(Collected data entries):
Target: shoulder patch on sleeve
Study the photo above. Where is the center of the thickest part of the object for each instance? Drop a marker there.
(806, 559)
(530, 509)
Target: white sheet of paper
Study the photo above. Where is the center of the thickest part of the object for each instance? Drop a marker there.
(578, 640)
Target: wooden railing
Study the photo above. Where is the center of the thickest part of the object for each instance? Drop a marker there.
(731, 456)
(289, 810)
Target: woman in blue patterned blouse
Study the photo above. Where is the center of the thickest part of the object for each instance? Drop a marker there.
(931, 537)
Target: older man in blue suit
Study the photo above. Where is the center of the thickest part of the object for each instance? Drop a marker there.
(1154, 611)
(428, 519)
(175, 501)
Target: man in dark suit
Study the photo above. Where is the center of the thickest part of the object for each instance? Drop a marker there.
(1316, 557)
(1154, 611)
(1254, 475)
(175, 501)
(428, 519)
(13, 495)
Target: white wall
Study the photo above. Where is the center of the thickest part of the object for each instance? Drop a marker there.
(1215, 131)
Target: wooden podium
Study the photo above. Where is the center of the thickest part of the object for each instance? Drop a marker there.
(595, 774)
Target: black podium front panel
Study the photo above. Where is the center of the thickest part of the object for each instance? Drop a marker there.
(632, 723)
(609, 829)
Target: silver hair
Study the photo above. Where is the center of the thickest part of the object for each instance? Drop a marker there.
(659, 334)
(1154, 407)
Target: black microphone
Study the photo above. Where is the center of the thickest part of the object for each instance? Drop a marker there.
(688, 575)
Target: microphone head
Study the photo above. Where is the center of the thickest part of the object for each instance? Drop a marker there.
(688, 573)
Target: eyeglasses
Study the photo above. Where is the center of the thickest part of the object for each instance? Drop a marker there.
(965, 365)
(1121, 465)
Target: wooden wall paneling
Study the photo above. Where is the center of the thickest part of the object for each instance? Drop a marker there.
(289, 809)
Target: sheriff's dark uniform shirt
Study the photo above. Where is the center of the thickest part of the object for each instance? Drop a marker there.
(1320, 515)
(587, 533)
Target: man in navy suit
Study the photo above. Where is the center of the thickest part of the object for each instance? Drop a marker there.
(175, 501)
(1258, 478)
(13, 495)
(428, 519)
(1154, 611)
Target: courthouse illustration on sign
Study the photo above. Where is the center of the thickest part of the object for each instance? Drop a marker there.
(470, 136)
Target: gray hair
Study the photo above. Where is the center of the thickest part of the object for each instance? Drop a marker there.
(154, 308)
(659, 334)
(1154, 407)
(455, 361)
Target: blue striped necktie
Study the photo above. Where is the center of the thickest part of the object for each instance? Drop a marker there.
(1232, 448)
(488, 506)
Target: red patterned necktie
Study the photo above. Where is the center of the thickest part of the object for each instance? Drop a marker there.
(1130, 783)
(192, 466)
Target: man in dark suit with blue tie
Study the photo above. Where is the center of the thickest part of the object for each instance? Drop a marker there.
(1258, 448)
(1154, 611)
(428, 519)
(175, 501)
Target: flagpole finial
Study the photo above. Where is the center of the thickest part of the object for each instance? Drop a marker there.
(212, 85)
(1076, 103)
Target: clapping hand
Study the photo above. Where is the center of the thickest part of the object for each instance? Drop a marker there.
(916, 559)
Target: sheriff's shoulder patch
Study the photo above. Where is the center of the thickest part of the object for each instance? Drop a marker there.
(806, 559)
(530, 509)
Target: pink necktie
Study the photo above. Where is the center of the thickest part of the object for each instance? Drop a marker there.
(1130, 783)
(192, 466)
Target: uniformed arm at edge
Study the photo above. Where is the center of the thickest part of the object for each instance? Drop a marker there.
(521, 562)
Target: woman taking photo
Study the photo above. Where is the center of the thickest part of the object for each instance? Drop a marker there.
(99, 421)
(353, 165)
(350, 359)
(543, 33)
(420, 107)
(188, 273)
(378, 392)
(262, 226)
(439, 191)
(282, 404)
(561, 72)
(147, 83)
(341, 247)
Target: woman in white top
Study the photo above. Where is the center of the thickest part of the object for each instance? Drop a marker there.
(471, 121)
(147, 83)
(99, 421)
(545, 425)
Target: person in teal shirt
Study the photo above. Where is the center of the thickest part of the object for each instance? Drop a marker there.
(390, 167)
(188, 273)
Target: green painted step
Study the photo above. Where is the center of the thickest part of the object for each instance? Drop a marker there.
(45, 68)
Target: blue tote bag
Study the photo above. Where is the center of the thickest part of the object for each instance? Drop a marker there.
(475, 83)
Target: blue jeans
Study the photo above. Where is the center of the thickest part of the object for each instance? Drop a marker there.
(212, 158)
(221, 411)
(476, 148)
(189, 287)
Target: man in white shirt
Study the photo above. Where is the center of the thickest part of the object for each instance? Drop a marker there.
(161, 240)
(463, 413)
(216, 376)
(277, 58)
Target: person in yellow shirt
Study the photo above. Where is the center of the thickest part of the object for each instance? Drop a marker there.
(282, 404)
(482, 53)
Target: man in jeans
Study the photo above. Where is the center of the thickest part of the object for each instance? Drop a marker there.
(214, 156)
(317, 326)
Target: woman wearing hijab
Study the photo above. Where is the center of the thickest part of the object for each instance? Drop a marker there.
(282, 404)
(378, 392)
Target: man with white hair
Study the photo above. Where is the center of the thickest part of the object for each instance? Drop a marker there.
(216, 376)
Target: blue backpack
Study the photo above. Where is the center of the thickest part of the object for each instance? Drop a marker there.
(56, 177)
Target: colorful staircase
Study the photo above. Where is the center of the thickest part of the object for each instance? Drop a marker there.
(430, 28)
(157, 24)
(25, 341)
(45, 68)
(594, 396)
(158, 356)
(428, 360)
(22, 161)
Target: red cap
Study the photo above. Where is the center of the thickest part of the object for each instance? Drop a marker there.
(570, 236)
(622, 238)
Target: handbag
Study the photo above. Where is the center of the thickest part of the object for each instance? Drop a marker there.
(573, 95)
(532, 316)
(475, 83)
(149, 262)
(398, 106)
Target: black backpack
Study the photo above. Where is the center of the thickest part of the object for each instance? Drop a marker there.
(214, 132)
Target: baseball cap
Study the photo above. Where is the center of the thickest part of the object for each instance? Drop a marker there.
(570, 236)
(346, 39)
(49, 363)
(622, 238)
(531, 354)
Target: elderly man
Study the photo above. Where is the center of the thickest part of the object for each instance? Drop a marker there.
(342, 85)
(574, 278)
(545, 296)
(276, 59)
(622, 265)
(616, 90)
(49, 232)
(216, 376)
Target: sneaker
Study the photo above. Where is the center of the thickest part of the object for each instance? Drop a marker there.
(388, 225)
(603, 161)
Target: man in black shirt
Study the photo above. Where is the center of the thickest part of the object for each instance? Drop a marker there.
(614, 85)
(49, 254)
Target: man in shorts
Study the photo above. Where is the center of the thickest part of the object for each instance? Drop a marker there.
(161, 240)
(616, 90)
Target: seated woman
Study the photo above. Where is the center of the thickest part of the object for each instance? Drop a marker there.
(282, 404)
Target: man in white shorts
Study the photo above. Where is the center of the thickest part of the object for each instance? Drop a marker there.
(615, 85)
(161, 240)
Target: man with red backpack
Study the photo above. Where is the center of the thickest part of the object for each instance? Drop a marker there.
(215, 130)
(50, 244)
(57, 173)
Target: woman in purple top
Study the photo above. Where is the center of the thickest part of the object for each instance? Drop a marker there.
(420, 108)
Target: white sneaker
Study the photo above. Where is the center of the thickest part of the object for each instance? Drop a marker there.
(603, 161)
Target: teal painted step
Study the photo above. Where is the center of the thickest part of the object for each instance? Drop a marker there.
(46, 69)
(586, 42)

(TASK OBJECTIVE): Every entry above should come back exactly as written.

(OUTPUT FOR THIS TASK):
Target: shoulder patch on sleeve
Study the photo above. Where is the center of the thickest part of the object for each instance? Drop a marker there.
(806, 559)
(530, 509)
Target: white sheet of paper
Study the photo above. Where is the center of the thickest part of the object for each instance? Drop a marker there.
(578, 640)
Target: wooden railing
Study the photo above. Where is the center of the thickest part of the object for each instance? Drop a marker there.
(731, 456)
(289, 810)
Target: woman in blue patterned blouse
Study the photo above. Where is the center of the thickest part of the object for each instance? Drop a marker there.
(931, 537)
Target: older man in blue suit
Study the photo above. Where is the center of the thickest part of the object for each instance? Drop a marker there.
(1154, 611)
(428, 519)
(175, 501)
Target: man in dark suit
Study the photo above. Where is the center of the thickest part of the object for each instance? Drop a marker there.
(1316, 557)
(1154, 611)
(1254, 475)
(175, 501)
(428, 519)
(13, 495)
Target: white wall
Study the photo above. Where is the center of the thickest part of the object for each instance? Drop a marker there.
(1215, 131)
Target: wooden podium
Study the photo above. Where is the center of the thickest part of the object for each instance? Drop a marker there.
(595, 774)
Target: black podium front panel
Study the photo above. Where is the center of the thickest part of the object for each instance? Drop a marker there.
(632, 723)
(609, 829)
Target: silver hair
Study the photo above. Where is the center of the thickest part of the object for each instance? Drop a marker there.
(659, 334)
(1154, 407)
Target: black microphone
Study the photo above. Where is the center of the thickest part of the object for each instance? Drop a marker there.
(688, 575)
Target: microphone head
Study the photo above. Where is the center of the thickest part of the object for each instance? Drop a marker there.
(688, 573)
Target: eyeglasses
Study the photo above. Where is the center of the thickest part of the object for each instance? Drop a marker there.
(965, 365)
(1121, 465)
Target: wooden wall paneling
Study the photo above. Where is the center of the thickest part of the object for each instance? Drop a marker there.
(289, 809)
Target: sheriff's dark uniform shirt
Study the photo above. Where is the center of the thickest part of the object for each instance? Drop a marker there.
(1320, 515)
(587, 533)
Target: man in navy suit
Study the photo above. Where is the center of the thickest part of the object for each instance? Drop a marker there.
(175, 501)
(1258, 478)
(13, 495)
(428, 519)
(1154, 611)
Target: courthouse illustration on sign
Study the photo above. Where is the center of the thickest part of the object for each instance? Drop a marker there.
(470, 136)
Target: gray hair
Study the photo above. Where is the center of the thickest part of the object for each instance? Drop a marker there.
(154, 308)
(659, 334)
(1154, 407)
(455, 361)
Target: blue striped necktie
Study the photo above. Where is the center of the thickest part of the object for each instance? Drop a marker there.
(1232, 448)
(488, 506)
Target: red patterned necktie
Study the photo above. Where is the center of the thickest part of the object for each instance? Drop a marker there.
(1130, 783)
(192, 466)
Target: man in dark suit with blue tie
Study the photo above. Where is the center of the thickest part of the object for each instance? Drop a marker there.
(1258, 448)
(1154, 611)
(428, 519)
(175, 501)
Target: flagpole finial
Study the photo above. Where is the center of the thickest part of the object for each instance? Drop a marker there.
(212, 85)
(1076, 103)
Target: clapping hand
Study the photo above. Where is the center of the thickest part of the object for each instance? Drop a marker there.
(916, 559)
Target: sheriff's shoulder patch
Study the photo above. Where is the center of the thickest part of the object for each instance? Drop a marker there.
(806, 559)
(530, 509)
Target: pink necktie
Study the photo above. Where is the center of the thickest part of the object for each instance? Drop a marker there.
(1130, 783)
(192, 466)
Target: uniformed arm at edge
Study the photo above. Where is the center of the thickest part of the object for each instance? Drop a marker there.
(521, 562)
Target: woman taking photo
Study the photo above. Where is the center of the thickest part of the object for each instance? Drop a marker there.
(99, 421)
(353, 165)
(350, 359)
(543, 33)
(420, 107)
(188, 273)
(378, 392)
(262, 226)
(439, 191)
(282, 404)
(561, 72)
(147, 83)
(341, 247)
Target: woman in white top
Study the photo above. Where is the center of the thickest part of the object for each instance? Drop a marker there.
(471, 121)
(147, 83)
(99, 421)
(545, 425)
Target: person in teal shirt
Study the photo above. Where is the center of the thickest part of the object for each instance? Drop a marker there.
(390, 167)
(188, 273)
Target: green painted step
Study the photo above. Where is the center of the thickest part of the object for each instance? Drop a marker there.
(45, 68)
Target: blue tote bag
Study the photo above. Where is the center of the thickest part of the object for each instance? Drop a marker there.
(475, 83)
Target: blue jeans
Study the photo above. Where is the center of the thickest part of the object for each instance? Drop a marker there.
(212, 158)
(221, 411)
(476, 148)
(189, 287)
Target: man in white shirt
Study the photo above. Where is the center of the thickest part of the object for each instance? Drop a marker there.
(161, 240)
(463, 413)
(216, 376)
(277, 58)
Target: person in yellow shirt
Study the photo above. Where is the center of the thickest part of the object for each instance? Drop a marker there.
(282, 404)
(482, 53)
Target: man in jeans
Study the photo above. Where is the center of the thickest part of the object for each instance? Drop a marker there.
(214, 156)
(317, 326)
Target: woman wearing hijab
Study the photo above. Where is the center of the thickest part of the object for each instance? Drop a marker there.
(282, 404)
(378, 392)
Target: man with white hair
Study the photo above. Where is the center of the thickest part of the object for each instance? Drop a marker there.
(216, 376)
Target: blue backpack
Study the photo above. Where is the center of the thickest part of the object for each instance? Drop a marker there.
(56, 177)
Target: colorful staircase
Study the photo above. Where is the center of the thickest part of the object for each instance? Drop a marker there.
(430, 28)
(157, 24)
(25, 341)
(45, 68)
(594, 396)
(158, 356)
(428, 360)
(22, 161)
Target: red cap
Study the photo above. Where is the center of the thickest part of the object for each instance? Drop a marker there.
(570, 236)
(622, 238)
Target: handbag
Study the photo above. Where is the center of the thickest part of the object for each instance? Drop a marker there.
(573, 95)
(532, 316)
(475, 83)
(149, 262)
(398, 106)
Target: black backpack
Study the photo above. Where is the center of the thickest part of the object for each instance? Drop a marker there.
(214, 132)
Target: baseball cap
Study the photo above. Where is the center of the thickest part of the object for each instance? Drop a marker there.
(570, 236)
(346, 39)
(49, 363)
(622, 238)
(531, 354)
Target: elderly man
Study the photo above. Where is the center of the thickest part of the object for each instance? Drop a marker there.
(342, 85)
(574, 278)
(545, 296)
(276, 59)
(622, 265)
(616, 90)
(49, 232)
(216, 376)
Target: sneaker
Study the photo above. Where is the center of the thickest part of the object for each instance? Drop a marker there.
(388, 225)
(603, 161)
Target: man in black shirt
Study the photo above. Where is the center of the thickest part of the object for each instance? Drop a marker there.
(614, 85)
(49, 254)
Target: man in shorts
Study the photo above. Where is the center of the thickest part of the object for each instance? Drop a marker there.
(161, 240)
(616, 90)
Target: seated woman
Study the photo above. Where is the center of the thickest part of the object for each instance? Drop a marker there.
(282, 404)
Target: man in white shorts
Study the photo above. Where is the center of the thickest part of the object for each instance? Drop a marker there.
(615, 85)
(161, 240)
Target: man with red backpack
Study the photo above. Where is the center of the thickest part of the object for each instance? Drop a marker there.
(215, 130)
(50, 244)
(57, 173)
Target: woman in purple top
Study the photo above. Where is the center of the thickest part of the object for each instance? Drop a marker there.
(420, 108)
Target: white sneaker
Study the photo above. Where is the center of the thickest part of the object for each instance? Drop a marker there.
(603, 161)
Target: teal painted step
Study the photo above. Where is the center of the thickest part of the object for each instance? Drop a marker there.
(46, 69)
(586, 42)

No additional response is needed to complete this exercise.